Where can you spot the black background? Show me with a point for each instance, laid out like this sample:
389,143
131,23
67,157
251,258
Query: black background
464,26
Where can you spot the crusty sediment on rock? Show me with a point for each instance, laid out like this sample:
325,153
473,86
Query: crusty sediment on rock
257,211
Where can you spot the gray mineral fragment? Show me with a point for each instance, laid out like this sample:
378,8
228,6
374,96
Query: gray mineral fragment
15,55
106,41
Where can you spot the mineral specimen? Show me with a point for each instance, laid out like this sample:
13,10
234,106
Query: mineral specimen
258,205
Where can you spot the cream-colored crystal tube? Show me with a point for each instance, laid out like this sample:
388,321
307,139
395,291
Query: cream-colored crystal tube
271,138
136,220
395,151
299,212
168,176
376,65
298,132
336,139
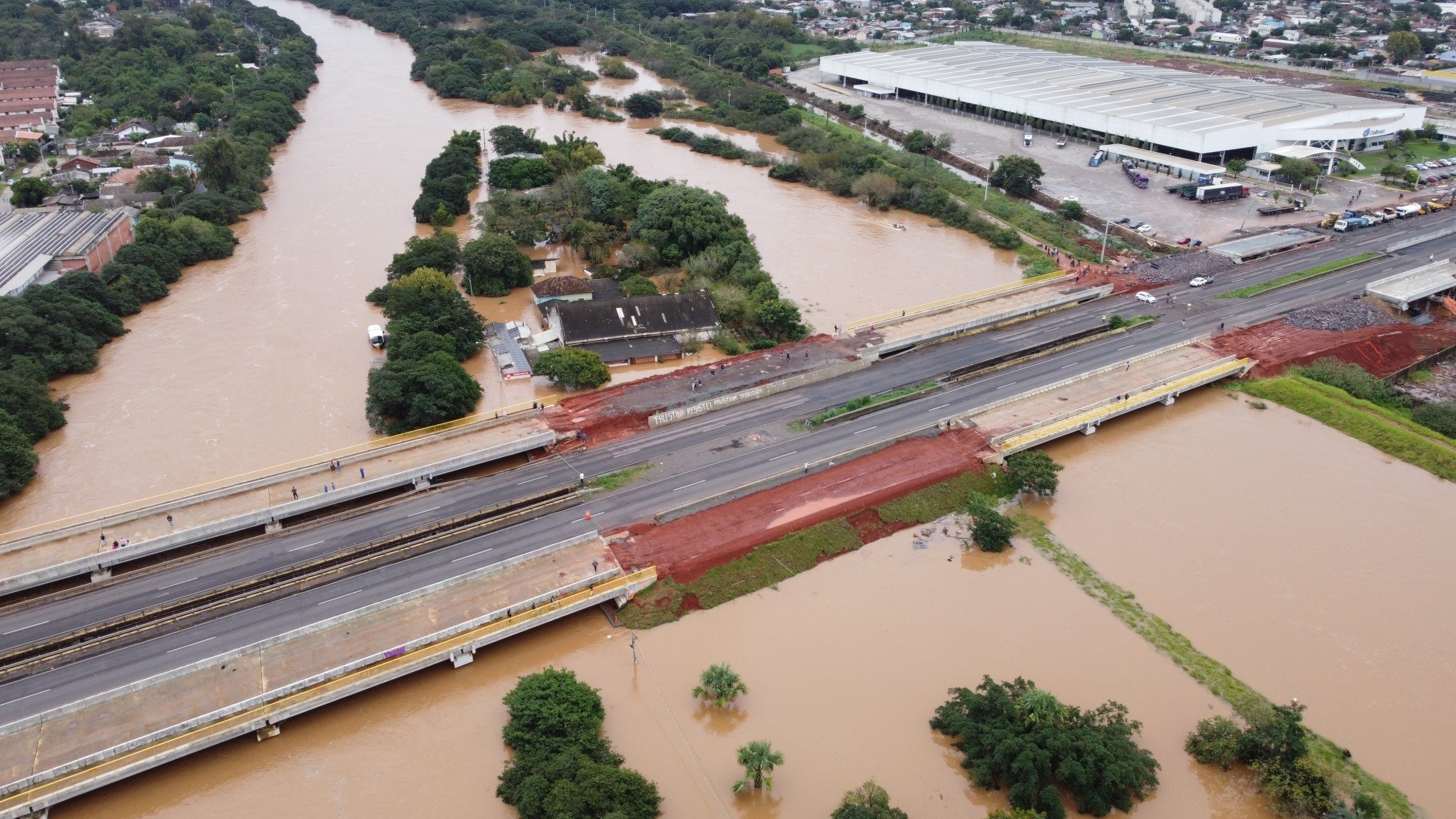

━━━━━━━━━━━━━━━━━━━━

◆ TASK TO CARRY OUT:
Set down the whole listing word for word, omitting the pictures.

◆ TASK OUTPUT:
Where can you spot the black background? Show me with a point for each instance, laid out like this sample:
389,143
131,23
67,157
251,258
Query: black background
464,26
Where can you spot the crusty sediment on rock? Show me with a point for each instance, laid out like this sample:
325,153
473,86
Query: crusty sediment on rock
257,211
Where can you spot the gray mineral fragment? Show me with a point for each instance, laid out like this sample:
378,8
228,6
374,96
Query: gray mineral fragment
15,55
106,41
Where can you spot the mineral specimen? Show me with a point for each instance, laid out like this sample:
13,10
234,106
Query: mineral specimen
258,205
Where can you spot the cream-colored crystal tube? Show me with a point for each instance, laid out like this sample:
388,321
307,139
395,291
Query: cream-colored crystal tube
271,138
136,220
395,151
299,212
168,176
376,65
298,132
336,139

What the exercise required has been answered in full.